**Source excerpt**:
────────────────────
Reputation: 1
I have a character data that looks like this:
x= c("Clause 1 - AGREEMENT. Buyer agrees to buy, and Seller agrees to sell, the Property described below on the terms and conditions set forth in this contract.",
"Clause 2 - Buyer. Buyer, will take title to the Property described below:",
"Item 2.1 - Seller. Seller, is the current owner of the Property described below assignable by Buyer without Seller’s prior written consent.",
"Clause 3 - Inclusions. The Purchase Price includes the following items: ",
"Item 3.1 - Fixtures. If attached to the Property on the date of this Contract, the following items are included unless")
I am tryng to group all Items into the Clauses in a list. Basically, I want it to do this
x[grep("Clause . - ", x)]= c(x[1], paste(x[2], x[3]), paste(x[4], x[5]))
and this
x= x[grep("Clause . - ", x)]
but dynamically. How can I do it without specifyng the list items i want to combine? Thank you all.
────────────────────
**Provided information**:
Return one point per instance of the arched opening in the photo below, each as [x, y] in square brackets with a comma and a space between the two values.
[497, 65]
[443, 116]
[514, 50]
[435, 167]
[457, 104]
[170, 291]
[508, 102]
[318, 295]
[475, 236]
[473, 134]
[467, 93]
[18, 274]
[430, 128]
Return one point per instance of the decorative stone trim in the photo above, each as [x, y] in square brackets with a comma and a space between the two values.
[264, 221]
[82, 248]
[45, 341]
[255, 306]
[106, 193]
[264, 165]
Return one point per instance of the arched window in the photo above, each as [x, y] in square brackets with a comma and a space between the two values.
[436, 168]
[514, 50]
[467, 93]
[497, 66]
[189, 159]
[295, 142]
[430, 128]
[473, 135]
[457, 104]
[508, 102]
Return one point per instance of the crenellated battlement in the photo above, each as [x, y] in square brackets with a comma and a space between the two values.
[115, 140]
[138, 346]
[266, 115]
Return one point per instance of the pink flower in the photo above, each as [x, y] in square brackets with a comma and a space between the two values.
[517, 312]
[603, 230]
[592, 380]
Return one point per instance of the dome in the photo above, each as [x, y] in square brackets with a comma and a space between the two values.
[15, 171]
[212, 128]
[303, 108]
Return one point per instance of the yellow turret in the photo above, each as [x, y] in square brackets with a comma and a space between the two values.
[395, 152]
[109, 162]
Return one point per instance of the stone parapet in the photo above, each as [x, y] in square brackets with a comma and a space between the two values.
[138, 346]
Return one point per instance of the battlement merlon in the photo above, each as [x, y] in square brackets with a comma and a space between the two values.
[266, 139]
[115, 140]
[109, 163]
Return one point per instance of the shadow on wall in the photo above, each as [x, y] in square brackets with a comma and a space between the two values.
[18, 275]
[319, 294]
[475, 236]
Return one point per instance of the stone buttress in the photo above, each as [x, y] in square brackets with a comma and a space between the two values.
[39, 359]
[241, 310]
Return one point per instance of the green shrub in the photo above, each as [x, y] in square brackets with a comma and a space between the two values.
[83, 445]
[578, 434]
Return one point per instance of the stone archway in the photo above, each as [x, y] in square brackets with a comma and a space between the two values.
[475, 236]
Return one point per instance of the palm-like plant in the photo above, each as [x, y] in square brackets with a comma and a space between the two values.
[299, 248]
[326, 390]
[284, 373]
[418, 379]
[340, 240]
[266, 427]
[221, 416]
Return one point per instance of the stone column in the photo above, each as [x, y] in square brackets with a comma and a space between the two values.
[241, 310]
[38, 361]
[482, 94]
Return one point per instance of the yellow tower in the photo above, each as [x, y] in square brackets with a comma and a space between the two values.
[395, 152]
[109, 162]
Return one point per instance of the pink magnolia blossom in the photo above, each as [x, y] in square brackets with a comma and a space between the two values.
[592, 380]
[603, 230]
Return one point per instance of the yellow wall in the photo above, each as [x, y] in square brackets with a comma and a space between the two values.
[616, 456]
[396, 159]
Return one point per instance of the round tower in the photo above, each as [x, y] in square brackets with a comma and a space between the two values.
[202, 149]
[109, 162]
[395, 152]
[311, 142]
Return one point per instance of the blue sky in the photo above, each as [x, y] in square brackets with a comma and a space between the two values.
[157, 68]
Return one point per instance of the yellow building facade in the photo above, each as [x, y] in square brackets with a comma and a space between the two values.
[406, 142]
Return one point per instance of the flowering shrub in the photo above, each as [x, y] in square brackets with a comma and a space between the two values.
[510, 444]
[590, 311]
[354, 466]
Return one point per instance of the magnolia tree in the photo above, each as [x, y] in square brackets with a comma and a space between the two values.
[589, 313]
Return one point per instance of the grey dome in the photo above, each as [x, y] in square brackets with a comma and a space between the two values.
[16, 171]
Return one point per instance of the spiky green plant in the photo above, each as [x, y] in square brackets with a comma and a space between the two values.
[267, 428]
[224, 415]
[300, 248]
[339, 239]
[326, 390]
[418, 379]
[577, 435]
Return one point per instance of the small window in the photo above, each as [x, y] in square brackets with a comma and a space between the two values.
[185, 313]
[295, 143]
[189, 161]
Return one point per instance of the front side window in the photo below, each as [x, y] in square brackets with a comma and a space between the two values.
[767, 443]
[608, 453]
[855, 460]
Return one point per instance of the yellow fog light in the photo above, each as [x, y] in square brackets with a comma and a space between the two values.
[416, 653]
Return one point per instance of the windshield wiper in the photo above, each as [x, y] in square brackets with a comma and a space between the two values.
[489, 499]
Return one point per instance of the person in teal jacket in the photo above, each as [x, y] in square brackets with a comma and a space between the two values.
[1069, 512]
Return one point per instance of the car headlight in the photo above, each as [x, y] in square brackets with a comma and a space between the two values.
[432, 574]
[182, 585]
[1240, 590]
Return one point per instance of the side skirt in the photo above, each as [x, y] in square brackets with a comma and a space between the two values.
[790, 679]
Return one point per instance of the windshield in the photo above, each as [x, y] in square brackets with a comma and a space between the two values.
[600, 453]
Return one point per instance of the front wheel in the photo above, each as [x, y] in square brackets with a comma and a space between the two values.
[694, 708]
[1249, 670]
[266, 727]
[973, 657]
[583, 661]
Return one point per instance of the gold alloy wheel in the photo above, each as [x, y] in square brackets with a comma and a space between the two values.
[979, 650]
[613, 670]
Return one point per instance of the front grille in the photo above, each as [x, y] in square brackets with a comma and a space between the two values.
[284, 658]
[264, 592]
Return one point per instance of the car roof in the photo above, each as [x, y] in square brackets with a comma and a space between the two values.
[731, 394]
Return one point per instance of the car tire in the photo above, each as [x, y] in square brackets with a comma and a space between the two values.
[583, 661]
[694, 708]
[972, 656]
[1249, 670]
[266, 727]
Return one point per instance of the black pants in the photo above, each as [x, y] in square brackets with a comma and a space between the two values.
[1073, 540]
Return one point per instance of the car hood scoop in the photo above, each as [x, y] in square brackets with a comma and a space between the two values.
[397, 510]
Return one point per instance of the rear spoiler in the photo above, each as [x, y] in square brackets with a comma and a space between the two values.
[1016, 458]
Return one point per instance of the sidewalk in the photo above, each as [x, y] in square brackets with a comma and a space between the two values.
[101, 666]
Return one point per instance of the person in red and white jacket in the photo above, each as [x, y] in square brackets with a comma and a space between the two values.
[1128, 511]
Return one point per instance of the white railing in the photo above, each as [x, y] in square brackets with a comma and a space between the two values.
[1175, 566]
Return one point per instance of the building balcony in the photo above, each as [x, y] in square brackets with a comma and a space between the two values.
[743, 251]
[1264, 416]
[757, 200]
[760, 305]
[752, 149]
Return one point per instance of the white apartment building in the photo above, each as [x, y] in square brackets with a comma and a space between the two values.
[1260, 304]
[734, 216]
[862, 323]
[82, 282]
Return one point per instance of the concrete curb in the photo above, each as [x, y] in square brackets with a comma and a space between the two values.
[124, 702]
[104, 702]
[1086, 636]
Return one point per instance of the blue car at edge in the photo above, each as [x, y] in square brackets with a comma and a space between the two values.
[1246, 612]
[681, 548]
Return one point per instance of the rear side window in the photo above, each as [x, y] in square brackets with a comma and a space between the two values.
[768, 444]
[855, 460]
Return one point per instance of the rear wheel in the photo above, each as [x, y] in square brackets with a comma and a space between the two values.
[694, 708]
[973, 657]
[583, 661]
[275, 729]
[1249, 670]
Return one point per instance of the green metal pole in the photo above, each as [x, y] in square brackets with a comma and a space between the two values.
────────────────────
**Direction**: Copy out the whole forum post above about grouping clauses in R, word for word and without changes.

**Exercise response**:
Reputation: 1
I have a character data that looks like this:
x= c("Clause 1 - AGREEMENT. Buyer agrees to buy, and Seller agrees to sell, the Property described below on the terms and conditions set forth in this contract.",
"Clause 2 - Buyer. Buyer, will take title to the Property described below:",
"Item 2.1 - Seller. Seller, is the current owner of the Property described below assignable by Buyer without Seller’s prior written consent.",
"Clause 3 - Inclusions. The Purchase Price includes the following items: ",
"Item 3.1 - Fixtures. If attached to the Property on the date of this Contract, the following items are included unless")
I am tryng to group all Items into the Clauses in a list. Basically, I want it to do this
x[grep("Clause . - ", x)]= c(x[1], paste(x[2], x[3]), paste(x[4], x[5]))
and this
x= x[grep("Clause . - ", x)]
but dynamically. How can I do it without specifyng the list items i want to combine? Thank you all.